**DIRECTION**
Convert the entries below, from the line containing "Teacher note: locate the cloud" through the line containing "(824, 1277)" inclusive, into a two-column CSV with the header entry_text,points and one row per entry. Put each entry's text and its answer in their own quoted fields, replace line breaks with spaces, and omit the pictures.
▬▬▬▬▬▬
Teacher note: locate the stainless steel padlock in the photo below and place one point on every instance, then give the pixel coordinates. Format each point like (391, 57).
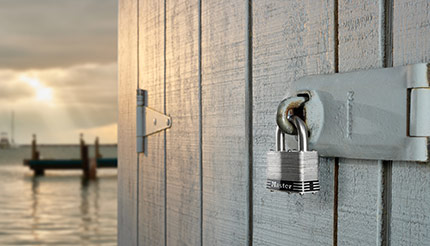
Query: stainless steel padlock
(293, 170)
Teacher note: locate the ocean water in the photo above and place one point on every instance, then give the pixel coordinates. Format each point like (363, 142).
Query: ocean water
(59, 208)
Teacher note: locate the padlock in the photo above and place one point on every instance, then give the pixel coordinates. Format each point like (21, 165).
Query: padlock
(293, 170)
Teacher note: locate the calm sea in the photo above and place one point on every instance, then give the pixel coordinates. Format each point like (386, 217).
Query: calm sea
(59, 208)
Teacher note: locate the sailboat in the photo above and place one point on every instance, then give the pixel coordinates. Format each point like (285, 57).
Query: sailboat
(4, 141)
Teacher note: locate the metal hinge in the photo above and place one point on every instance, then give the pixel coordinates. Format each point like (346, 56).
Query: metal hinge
(381, 114)
(148, 121)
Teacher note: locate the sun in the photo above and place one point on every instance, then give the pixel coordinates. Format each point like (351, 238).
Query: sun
(42, 93)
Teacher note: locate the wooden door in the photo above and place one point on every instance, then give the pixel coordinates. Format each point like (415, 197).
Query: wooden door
(219, 68)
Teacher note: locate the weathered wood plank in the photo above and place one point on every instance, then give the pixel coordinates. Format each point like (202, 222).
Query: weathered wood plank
(360, 35)
(361, 47)
(291, 39)
(411, 32)
(410, 211)
(225, 170)
(152, 162)
(127, 157)
(182, 103)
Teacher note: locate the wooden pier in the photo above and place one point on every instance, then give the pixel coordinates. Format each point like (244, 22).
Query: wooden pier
(88, 165)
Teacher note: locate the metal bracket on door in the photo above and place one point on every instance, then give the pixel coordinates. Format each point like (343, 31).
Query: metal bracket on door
(148, 121)
(381, 114)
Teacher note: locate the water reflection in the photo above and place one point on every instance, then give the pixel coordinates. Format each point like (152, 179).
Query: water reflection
(57, 212)
(59, 208)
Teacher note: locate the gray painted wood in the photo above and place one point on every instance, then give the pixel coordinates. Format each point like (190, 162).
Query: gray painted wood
(411, 36)
(225, 171)
(152, 163)
(360, 35)
(410, 210)
(182, 103)
(127, 157)
(360, 48)
(291, 39)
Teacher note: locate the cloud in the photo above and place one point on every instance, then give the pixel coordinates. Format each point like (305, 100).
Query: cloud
(83, 97)
(53, 33)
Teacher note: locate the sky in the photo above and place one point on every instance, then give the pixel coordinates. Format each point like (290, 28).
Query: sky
(58, 69)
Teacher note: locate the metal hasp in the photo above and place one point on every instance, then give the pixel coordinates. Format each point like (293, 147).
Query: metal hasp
(148, 121)
(381, 114)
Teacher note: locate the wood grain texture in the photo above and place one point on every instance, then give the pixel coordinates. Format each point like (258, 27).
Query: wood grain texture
(225, 171)
(152, 163)
(360, 35)
(361, 47)
(410, 211)
(127, 157)
(182, 103)
(411, 32)
(291, 39)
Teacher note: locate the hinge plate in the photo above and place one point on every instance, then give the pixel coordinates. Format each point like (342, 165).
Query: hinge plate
(379, 114)
(148, 121)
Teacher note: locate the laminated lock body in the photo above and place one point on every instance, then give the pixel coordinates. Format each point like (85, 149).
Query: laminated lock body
(293, 171)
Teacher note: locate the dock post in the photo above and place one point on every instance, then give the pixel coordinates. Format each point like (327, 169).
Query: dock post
(88, 165)
(35, 155)
(97, 148)
(85, 161)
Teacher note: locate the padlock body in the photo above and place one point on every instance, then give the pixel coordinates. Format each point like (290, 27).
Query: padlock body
(293, 171)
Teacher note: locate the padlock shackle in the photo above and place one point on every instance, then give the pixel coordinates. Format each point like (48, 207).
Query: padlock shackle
(302, 131)
(280, 140)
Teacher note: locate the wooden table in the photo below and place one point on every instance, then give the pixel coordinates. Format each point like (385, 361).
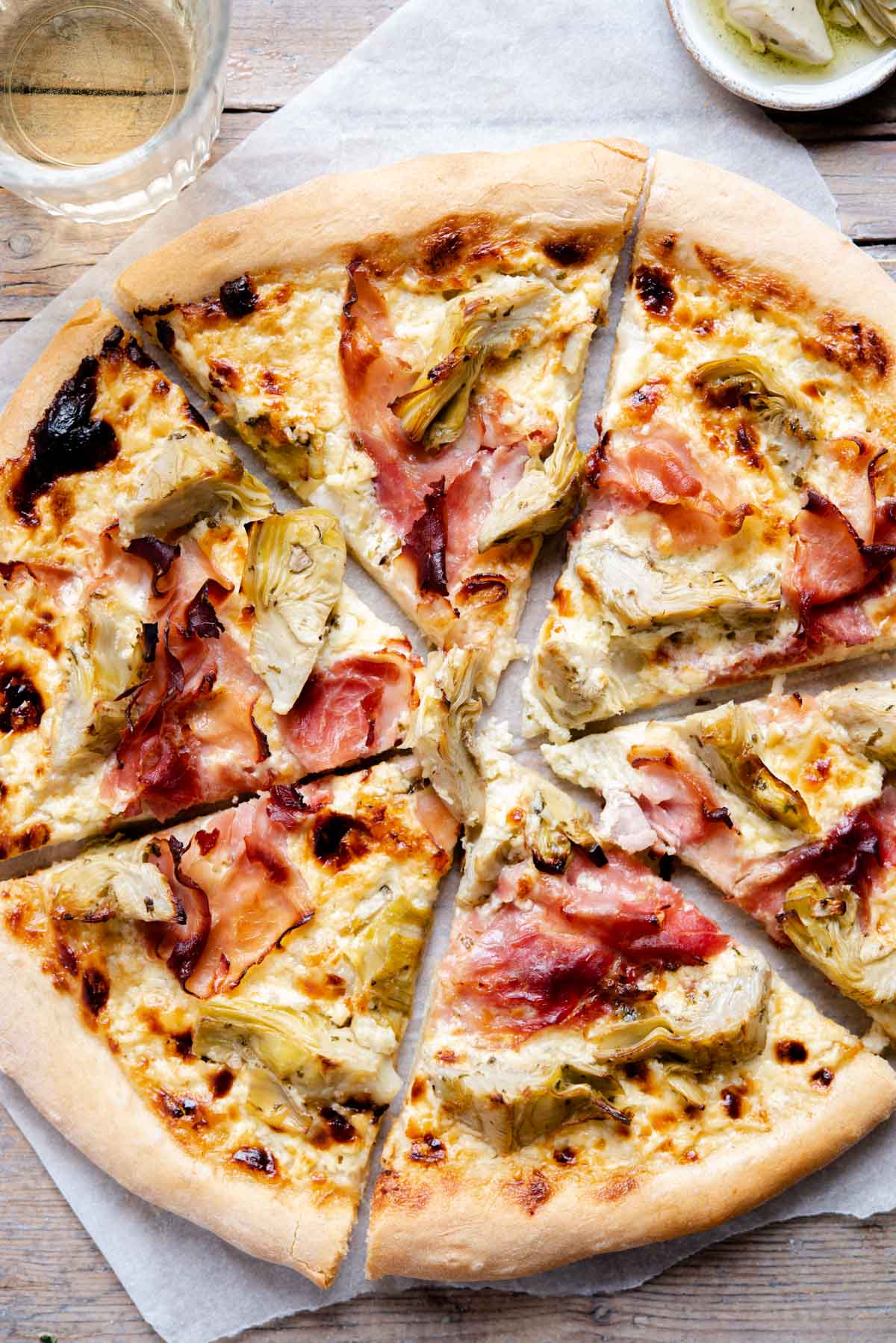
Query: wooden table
(824, 1277)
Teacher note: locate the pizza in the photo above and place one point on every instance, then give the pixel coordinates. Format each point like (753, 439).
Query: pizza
(406, 348)
(214, 1010)
(786, 804)
(741, 498)
(167, 638)
(602, 1067)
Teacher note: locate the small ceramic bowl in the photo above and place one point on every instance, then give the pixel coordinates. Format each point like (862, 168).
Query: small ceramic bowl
(771, 81)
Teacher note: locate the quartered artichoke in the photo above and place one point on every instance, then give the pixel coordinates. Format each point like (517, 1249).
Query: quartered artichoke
(644, 592)
(747, 380)
(101, 887)
(731, 738)
(491, 321)
(314, 1060)
(876, 18)
(388, 942)
(293, 578)
(181, 485)
(824, 925)
(444, 730)
(511, 1107)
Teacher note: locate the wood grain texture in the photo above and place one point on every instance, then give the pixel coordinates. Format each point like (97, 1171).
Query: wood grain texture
(827, 1277)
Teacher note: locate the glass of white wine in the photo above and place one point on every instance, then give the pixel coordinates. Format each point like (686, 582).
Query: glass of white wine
(109, 109)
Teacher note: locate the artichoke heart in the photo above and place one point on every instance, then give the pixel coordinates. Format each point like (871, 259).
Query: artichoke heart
(293, 578)
(491, 321)
(824, 924)
(511, 1108)
(729, 739)
(747, 380)
(385, 952)
(183, 485)
(101, 887)
(444, 731)
(314, 1060)
(644, 592)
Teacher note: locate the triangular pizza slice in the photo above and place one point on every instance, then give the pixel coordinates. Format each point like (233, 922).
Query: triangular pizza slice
(741, 512)
(406, 347)
(786, 804)
(167, 638)
(213, 1013)
(602, 1067)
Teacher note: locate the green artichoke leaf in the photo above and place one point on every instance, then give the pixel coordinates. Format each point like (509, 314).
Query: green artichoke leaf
(729, 740)
(491, 321)
(193, 476)
(293, 578)
(101, 885)
(444, 730)
(314, 1058)
(824, 924)
(747, 380)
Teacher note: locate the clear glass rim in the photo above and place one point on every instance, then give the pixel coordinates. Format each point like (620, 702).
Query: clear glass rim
(16, 171)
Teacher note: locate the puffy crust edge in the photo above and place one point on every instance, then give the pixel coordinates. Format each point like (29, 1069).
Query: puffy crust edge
(535, 193)
(797, 258)
(477, 1233)
(74, 1082)
(82, 335)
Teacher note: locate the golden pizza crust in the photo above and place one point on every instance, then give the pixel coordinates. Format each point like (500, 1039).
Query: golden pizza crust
(426, 1225)
(551, 190)
(72, 1077)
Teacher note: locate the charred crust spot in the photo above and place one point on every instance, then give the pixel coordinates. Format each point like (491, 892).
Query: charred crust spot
(337, 840)
(137, 355)
(220, 1083)
(531, 1193)
(166, 335)
(255, 1159)
(570, 249)
(484, 590)
(238, 297)
(732, 1102)
(65, 442)
(180, 1108)
(747, 444)
(220, 373)
(790, 1052)
(183, 1043)
(20, 703)
(429, 1150)
(195, 417)
(340, 1127)
(655, 289)
(94, 990)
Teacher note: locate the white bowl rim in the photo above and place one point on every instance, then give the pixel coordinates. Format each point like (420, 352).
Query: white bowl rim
(812, 97)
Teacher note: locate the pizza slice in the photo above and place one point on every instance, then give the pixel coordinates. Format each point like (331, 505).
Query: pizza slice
(211, 1013)
(406, 347)
(602, 1067)
(167, 639)
(786, 804)
(741, 501)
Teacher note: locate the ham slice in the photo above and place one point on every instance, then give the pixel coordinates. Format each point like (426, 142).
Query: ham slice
(238, 869)
(659, 473)
(352, 710)
(482, 462)
(570, 949)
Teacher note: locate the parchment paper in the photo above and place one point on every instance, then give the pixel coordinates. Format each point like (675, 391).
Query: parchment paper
(438, 75)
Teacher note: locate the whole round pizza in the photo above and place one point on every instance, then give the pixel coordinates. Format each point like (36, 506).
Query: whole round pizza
(240, 787)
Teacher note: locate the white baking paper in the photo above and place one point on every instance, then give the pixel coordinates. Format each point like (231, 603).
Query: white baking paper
(450, 75)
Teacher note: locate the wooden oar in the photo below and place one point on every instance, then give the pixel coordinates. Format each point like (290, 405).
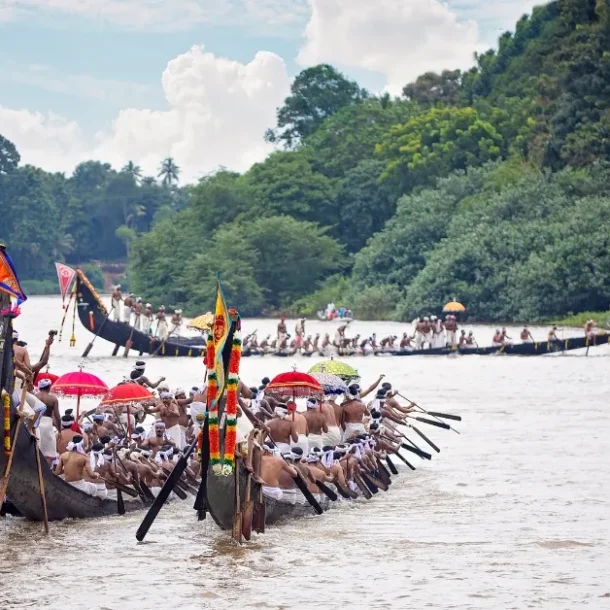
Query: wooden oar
(426, 439)
(248, 511)
(43, 497)
(166, 490)
(237, 517)
(99, 330)
(7, 470)
(390, 464)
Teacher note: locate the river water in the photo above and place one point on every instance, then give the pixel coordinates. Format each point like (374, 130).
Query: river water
(513, 513)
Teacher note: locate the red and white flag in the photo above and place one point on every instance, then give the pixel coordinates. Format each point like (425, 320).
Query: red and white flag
(65, 275)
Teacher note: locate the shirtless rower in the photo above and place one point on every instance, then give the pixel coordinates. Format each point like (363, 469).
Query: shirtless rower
(74, 465)
(161, 323)
(316, 424)
(271, 468)
(115, 300)
(282, 430)
(128, 303)
(526, 335)
(147, 318)
(49, 422)
(138, 308)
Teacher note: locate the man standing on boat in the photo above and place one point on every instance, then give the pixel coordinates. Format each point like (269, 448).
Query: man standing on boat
(128, 303)
(116, 299)
(176, 323)
(137, 311)
(161, 323)
(50, 421)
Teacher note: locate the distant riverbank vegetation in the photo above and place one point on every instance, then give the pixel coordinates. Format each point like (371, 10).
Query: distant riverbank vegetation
(491, 186)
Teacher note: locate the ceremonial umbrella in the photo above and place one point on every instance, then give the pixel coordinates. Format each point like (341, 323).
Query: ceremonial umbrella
(298, 384)
(79, 383)
(340, 369)
(332, 384)
(454, 307)
(203, 322)
(126, 395)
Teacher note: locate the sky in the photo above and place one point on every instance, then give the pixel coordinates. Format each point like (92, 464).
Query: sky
(200, 80)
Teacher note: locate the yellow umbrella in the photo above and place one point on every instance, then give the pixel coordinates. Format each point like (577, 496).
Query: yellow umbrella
(202, 322)
(453, 307)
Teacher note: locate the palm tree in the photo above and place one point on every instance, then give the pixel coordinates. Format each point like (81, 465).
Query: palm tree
(169, 172)
(135, 171)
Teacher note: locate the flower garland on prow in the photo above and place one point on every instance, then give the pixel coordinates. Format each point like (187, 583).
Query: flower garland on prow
(212, 406)
(228, 458)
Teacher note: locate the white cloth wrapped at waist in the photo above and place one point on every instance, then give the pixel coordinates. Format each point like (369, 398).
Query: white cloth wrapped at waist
(315, 440)
(303, 443)
(273, 492)
(332, 438)
(47, 438)
(353, 429)
(85, 486)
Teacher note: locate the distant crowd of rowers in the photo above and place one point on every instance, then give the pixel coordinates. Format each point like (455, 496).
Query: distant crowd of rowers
(428, 333)
(131, 310)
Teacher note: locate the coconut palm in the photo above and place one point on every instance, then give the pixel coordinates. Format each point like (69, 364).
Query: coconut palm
(135, 171)
(169, 172)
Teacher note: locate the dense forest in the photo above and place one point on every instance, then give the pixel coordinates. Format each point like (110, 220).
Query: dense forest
(491, 186)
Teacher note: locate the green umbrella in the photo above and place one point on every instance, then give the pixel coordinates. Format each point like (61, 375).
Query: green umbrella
(334, 367)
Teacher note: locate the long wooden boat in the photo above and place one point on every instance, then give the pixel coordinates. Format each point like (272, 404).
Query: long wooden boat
(538, 348)
(94, 317)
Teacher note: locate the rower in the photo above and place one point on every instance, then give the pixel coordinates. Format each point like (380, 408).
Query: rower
(137, 310)
(49, 422)
(316, 424)
(128, 303)
(74, 465)
(147, 318)
(115, 301)
(161, 323)
(526, 335)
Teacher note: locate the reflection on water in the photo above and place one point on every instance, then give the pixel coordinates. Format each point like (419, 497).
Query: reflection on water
(513, 513)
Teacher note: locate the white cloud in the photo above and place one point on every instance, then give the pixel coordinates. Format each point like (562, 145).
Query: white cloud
(218, 112)
(400, 39)
(161, 14)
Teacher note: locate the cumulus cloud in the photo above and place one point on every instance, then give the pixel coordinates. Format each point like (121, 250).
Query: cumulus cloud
(400, 39)
(218, 112)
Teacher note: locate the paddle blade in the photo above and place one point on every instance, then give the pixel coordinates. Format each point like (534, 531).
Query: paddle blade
(426, 439)
(445, 415)
(431, 422)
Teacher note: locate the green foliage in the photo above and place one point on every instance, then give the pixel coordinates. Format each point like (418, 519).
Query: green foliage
(316, 94)
(437, 142)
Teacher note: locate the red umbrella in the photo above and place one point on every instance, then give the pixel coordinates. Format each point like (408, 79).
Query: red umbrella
(126, 394)
(298, 384)
(79, 383)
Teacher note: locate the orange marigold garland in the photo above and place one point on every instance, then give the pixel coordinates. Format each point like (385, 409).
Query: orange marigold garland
(212, 407)
(228, 458)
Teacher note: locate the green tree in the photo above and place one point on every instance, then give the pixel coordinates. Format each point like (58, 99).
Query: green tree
(315, 94)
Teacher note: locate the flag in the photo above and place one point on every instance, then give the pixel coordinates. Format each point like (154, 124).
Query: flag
(220, 331)
(9, 282)
(65, 275)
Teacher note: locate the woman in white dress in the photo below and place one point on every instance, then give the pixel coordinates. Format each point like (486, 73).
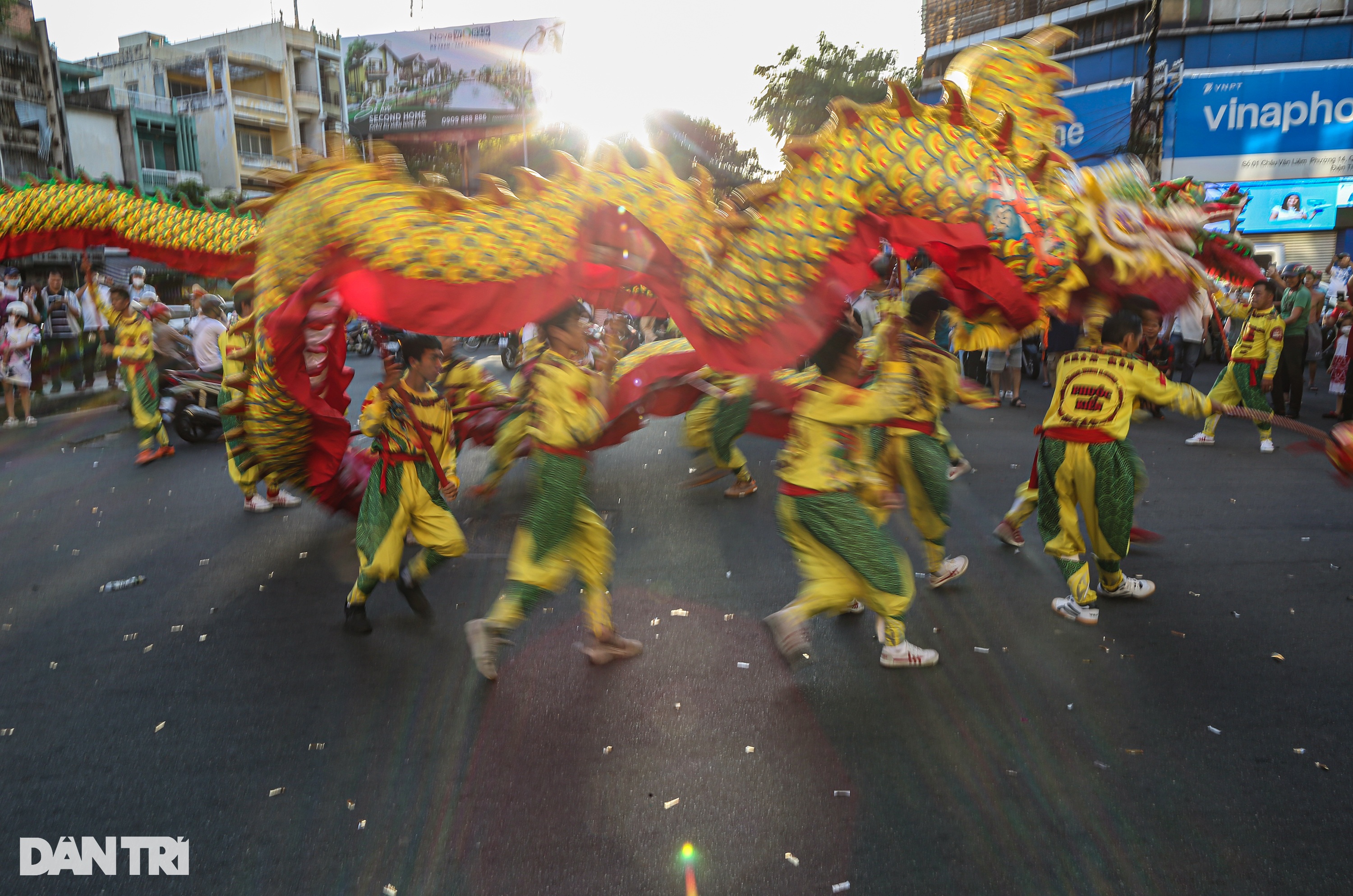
▬▬▬▬▬▬
**RESPONSE TO THIS TASK**
entry_text,points
"Teacher note: locate the cloud in the photo above and place one point on every instance, then give the pixel coordinates. Format each point like (305, 100). Query: cloud","(83, 97) (53, 33)"
"Teacher note: locate the sky in the photo above and place one point on every instance, then give the pixel coordinates. Format each point like (290, 28). Query: sky","(58, 69)"
"Teacher note: locate the metal hasp in the photo above and place one point on every instance, then give the pixel coordinates. Format each point like (293, 147). Query: metal hasp","(148, 121) (381, 114)"
"Teacher note: locate the wood grain texture in the photo above and place one point on every instance, then give the pixel coordinates. Format each point like (258, 27). Query: wood grain texture","(225, 171) (152, 163) (360, 35) (361, 47) (410, 211) (127, 157) (182, 103) (411, 32) (291, 39)"
"Teacher note: locate the hinge plate in the photo above and place one point on every instance, then give the pixel coordinates. Format each point like (342, 165). Query: hinge plate","(379, 114) (148, 121)"
"Teacher note: locate the laminated lock body in the photo above and place one point on every instance, then give the pixel coordinates. Format each point like (85, 149). Query: laminated lock body","(293, 171)"
"Teacher note: locate the dock post in the photo above and place one point on every instance, then give the pixel coordinates. Format each point like (327, 169). Query: dock post","(88, 165) (35, 155) (97, 148) (85, 161)"
"Teacher note: locate the padlock body in the photo above and place one point on every instance, then give the pixel coordinates. Format each point like (290, 27). Query: padlock body","(293, 171)"
"Teacher note: locate the padlock shackle in the photo above and place one point on every instance, then give the pixel coordinates. Format each point like (48, 207). Query: padlock shackle","(302, 131) (280, 140)"
"Teacher note: locate the wooden table in the photo below and place one point on every instance, then give the pixel coordinates. Format each point like (385, 361). Query: wooden table","(824, 1277)"